> [INSTRUCTIONS TO FOLLOW]
Give again, word for word, each line below starting at the one that contains "find the round" and ending at the one that contains "find the cabinet".

> [PROVIDED INFORMATION]

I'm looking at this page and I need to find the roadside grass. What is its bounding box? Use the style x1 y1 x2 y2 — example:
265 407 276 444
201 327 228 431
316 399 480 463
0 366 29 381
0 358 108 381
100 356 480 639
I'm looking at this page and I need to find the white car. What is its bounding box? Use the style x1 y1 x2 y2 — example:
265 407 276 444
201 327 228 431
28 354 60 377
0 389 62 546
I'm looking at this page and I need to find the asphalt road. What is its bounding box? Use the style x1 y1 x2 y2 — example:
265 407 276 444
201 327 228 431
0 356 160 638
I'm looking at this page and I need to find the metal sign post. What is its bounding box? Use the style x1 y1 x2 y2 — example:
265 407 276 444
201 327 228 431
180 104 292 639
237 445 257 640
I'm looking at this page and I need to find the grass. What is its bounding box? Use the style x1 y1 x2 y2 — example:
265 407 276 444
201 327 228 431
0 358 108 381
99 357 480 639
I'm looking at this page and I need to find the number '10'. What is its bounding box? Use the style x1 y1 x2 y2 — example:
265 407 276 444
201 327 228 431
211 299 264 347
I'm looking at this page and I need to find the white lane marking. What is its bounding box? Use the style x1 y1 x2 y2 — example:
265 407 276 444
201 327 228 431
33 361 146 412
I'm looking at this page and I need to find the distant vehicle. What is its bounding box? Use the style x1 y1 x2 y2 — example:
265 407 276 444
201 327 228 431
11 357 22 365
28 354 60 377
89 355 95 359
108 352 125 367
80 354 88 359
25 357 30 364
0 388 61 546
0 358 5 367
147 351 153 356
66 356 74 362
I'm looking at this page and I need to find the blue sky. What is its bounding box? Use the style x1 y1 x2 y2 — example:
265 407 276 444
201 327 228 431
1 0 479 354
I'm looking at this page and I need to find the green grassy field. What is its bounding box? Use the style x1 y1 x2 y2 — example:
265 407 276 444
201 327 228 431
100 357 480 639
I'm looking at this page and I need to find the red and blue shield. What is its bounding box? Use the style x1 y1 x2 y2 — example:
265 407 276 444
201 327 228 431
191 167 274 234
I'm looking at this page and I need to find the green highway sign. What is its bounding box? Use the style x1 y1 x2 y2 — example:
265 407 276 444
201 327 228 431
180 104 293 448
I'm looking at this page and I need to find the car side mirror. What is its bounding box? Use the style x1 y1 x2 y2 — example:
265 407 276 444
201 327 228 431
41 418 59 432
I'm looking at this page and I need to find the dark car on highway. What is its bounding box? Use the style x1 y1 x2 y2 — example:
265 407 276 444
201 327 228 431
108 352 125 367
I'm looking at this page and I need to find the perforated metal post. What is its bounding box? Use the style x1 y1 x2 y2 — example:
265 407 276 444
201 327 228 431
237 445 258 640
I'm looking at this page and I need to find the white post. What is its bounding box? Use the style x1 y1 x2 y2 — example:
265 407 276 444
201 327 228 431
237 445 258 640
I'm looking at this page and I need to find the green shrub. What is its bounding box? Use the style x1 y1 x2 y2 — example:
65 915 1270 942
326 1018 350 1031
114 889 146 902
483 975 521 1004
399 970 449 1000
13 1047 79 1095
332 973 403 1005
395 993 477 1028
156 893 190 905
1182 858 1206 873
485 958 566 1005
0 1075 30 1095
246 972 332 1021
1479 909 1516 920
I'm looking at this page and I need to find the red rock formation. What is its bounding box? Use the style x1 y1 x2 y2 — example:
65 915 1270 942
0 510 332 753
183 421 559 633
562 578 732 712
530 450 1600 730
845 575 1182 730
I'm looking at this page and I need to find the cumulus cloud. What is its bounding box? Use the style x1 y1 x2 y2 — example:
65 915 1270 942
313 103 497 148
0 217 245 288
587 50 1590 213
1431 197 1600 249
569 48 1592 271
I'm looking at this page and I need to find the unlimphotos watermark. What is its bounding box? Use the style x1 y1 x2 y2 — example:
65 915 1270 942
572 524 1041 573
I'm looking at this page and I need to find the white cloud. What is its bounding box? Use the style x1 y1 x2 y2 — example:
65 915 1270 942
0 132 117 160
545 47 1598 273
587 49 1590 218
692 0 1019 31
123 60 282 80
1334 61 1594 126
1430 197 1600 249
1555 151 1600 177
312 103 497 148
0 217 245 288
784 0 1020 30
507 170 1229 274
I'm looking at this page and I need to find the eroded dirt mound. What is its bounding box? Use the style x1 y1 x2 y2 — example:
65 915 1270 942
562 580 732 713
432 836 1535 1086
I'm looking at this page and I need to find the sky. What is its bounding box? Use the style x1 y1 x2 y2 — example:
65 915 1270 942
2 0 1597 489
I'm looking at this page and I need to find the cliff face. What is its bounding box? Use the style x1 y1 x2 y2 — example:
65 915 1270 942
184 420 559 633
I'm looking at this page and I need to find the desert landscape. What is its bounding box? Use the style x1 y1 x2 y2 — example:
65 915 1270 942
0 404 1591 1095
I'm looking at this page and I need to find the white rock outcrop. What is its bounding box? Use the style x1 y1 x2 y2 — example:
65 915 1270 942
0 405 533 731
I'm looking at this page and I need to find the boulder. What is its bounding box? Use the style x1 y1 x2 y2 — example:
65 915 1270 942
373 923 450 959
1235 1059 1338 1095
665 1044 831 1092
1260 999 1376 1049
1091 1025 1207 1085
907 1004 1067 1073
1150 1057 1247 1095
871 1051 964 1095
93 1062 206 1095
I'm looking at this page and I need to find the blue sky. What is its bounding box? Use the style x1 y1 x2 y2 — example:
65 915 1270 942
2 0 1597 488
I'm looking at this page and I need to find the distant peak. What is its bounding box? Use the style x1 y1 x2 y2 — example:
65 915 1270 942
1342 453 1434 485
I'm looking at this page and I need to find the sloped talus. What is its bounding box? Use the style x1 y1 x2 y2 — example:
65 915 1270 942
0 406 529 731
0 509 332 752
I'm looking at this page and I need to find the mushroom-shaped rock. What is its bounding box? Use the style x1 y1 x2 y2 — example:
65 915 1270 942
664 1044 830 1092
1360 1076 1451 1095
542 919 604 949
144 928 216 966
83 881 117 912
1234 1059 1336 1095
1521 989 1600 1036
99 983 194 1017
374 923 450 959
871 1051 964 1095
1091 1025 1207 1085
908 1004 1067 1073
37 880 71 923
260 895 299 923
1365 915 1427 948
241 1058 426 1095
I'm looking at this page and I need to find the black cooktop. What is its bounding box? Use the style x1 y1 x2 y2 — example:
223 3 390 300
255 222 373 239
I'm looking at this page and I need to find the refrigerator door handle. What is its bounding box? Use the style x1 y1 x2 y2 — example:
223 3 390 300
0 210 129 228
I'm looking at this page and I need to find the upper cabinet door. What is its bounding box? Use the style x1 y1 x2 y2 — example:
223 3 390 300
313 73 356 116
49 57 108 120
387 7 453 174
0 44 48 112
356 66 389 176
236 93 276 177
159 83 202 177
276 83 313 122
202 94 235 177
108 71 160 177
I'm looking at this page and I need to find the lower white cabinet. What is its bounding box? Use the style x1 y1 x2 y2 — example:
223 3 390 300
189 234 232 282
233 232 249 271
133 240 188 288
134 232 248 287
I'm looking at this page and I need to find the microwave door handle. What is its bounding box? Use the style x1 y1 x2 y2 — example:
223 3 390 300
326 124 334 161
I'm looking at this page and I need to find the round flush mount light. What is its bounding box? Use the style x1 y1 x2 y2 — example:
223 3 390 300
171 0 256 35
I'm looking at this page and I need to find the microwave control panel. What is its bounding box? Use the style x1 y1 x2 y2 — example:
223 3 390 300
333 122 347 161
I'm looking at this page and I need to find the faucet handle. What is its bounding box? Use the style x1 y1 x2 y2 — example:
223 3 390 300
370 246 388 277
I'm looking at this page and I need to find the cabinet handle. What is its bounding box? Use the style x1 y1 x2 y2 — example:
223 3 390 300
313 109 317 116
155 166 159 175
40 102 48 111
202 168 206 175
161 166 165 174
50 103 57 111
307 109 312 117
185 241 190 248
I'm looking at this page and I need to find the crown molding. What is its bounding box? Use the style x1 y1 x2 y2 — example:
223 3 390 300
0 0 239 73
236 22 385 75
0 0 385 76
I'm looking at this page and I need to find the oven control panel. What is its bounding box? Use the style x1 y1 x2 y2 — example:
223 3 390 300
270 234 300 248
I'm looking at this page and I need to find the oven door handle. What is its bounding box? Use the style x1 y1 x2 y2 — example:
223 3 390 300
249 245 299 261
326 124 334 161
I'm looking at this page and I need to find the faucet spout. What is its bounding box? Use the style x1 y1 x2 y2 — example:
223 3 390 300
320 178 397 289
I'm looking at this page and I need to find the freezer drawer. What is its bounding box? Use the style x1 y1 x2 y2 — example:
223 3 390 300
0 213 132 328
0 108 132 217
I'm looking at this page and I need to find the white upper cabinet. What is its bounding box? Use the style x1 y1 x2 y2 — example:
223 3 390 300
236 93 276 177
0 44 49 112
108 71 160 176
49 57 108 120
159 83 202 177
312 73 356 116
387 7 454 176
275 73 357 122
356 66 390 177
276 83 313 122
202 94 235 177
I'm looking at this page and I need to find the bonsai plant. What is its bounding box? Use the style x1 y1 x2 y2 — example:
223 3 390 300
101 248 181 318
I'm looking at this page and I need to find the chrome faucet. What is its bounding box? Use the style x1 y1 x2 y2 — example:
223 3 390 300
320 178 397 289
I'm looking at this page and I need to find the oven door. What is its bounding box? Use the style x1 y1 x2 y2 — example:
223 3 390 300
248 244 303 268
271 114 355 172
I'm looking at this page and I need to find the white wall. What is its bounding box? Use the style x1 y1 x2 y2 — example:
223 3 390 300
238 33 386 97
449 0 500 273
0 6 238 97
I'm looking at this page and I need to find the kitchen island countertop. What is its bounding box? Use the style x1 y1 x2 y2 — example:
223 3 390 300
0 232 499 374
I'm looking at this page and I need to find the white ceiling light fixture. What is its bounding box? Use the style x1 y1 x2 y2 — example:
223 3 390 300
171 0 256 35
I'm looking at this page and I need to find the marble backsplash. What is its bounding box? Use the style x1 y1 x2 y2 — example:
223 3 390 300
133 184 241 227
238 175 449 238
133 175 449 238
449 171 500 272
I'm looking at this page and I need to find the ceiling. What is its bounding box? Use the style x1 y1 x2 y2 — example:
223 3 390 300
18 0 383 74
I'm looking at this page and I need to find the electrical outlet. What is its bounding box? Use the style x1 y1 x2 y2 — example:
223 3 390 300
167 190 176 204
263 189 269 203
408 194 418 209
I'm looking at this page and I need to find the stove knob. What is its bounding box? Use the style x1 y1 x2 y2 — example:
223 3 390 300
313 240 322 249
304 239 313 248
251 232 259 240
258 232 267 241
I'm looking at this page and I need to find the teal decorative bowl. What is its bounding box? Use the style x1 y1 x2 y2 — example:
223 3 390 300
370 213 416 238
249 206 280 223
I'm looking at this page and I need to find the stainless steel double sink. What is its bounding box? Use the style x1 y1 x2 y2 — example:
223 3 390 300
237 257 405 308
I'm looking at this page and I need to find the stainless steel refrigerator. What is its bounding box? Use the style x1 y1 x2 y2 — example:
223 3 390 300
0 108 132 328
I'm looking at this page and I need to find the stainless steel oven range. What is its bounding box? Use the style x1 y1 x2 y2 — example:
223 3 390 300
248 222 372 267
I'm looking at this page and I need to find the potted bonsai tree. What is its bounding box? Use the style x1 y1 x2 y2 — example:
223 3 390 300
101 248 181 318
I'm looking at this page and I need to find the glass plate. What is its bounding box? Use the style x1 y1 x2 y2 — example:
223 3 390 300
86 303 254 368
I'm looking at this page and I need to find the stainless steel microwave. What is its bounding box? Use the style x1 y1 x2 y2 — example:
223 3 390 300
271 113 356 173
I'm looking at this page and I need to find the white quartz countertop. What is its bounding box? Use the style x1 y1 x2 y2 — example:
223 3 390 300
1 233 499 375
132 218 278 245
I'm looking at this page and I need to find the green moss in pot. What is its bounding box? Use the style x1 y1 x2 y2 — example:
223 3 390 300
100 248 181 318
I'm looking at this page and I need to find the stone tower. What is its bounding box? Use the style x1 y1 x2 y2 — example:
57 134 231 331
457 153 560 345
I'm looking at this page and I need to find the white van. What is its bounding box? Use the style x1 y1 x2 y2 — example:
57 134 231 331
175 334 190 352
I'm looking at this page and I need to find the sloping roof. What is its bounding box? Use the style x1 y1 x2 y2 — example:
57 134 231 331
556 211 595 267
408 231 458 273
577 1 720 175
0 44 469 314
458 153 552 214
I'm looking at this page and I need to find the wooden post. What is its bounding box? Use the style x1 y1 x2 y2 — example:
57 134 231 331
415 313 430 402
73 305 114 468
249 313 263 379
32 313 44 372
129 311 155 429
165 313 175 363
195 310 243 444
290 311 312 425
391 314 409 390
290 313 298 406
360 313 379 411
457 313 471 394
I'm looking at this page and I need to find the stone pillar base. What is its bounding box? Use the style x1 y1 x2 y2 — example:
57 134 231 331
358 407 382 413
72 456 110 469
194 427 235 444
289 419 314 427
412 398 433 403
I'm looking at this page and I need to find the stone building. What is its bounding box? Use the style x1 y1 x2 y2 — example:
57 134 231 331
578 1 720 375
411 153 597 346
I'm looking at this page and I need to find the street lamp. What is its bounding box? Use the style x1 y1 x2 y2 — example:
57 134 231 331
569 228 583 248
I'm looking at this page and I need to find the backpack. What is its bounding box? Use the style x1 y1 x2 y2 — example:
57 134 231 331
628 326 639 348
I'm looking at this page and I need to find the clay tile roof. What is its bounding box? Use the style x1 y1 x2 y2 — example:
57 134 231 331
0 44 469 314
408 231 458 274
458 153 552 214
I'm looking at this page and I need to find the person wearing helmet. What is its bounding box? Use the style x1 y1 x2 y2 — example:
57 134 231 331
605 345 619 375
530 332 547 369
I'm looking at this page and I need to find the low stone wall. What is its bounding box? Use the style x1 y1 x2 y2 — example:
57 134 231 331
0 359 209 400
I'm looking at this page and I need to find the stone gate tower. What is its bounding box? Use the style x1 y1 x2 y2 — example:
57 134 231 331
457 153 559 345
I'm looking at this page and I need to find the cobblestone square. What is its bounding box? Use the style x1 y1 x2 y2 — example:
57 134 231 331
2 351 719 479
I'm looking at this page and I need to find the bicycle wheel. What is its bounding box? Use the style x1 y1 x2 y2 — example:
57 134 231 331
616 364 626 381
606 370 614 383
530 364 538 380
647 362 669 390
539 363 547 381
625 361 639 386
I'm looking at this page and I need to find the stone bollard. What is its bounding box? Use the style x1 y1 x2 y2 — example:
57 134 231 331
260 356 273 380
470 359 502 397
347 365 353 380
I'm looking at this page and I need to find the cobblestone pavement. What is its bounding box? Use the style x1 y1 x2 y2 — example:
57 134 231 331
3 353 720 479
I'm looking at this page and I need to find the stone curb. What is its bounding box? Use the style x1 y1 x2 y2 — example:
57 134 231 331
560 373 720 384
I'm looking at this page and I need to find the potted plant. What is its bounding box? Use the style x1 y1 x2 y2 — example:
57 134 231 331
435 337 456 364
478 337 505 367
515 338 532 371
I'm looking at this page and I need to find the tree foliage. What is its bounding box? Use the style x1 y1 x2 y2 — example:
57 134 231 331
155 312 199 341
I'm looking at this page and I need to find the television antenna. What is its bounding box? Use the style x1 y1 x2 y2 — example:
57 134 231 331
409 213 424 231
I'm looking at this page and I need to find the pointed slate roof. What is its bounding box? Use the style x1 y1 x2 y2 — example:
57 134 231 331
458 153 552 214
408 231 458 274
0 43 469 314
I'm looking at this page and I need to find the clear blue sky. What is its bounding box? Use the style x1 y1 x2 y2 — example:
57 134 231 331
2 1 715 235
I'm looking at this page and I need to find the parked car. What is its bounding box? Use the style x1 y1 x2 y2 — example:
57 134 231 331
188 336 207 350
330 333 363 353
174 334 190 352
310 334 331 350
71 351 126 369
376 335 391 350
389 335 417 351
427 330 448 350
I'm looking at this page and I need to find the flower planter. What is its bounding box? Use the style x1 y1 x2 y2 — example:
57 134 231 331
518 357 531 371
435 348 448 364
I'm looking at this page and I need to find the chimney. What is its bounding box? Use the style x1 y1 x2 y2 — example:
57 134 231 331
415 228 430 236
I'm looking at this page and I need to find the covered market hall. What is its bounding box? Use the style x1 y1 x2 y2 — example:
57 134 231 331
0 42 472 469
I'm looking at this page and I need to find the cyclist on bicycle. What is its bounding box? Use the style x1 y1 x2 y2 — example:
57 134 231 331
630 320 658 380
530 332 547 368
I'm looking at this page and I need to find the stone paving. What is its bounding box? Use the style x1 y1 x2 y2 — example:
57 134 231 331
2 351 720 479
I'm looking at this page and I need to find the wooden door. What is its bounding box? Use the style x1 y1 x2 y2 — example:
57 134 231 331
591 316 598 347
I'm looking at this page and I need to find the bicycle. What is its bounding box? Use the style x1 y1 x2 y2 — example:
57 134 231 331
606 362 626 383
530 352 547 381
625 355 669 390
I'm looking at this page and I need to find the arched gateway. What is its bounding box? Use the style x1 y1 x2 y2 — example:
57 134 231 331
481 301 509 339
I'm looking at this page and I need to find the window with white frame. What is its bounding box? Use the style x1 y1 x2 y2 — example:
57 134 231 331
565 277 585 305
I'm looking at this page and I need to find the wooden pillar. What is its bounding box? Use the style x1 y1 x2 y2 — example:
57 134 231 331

> [RESULT]
I'm looking at this page and I need to find the round flush mount light. What is its bounding box? Use the style x1 y1 x2 y2 — example:
223 3 390 300
171 0 256 35
I'm looking at this page and I need to find the microwave control panel. What is its bounding box? Use the style x1 y1 x2 y2 — example:
223 3 390 300
333 122 347 161
I'm looking at this page and I need to find the faucet handle. What is its bounding box? Use the style x1 y1 x2 y2 — example:
223 3 390 300
370 246 388 277
I'm looking at this page and I need to find the cabinet handle. What is its bounding box? Use the style x1 y1 x2 y2 — example:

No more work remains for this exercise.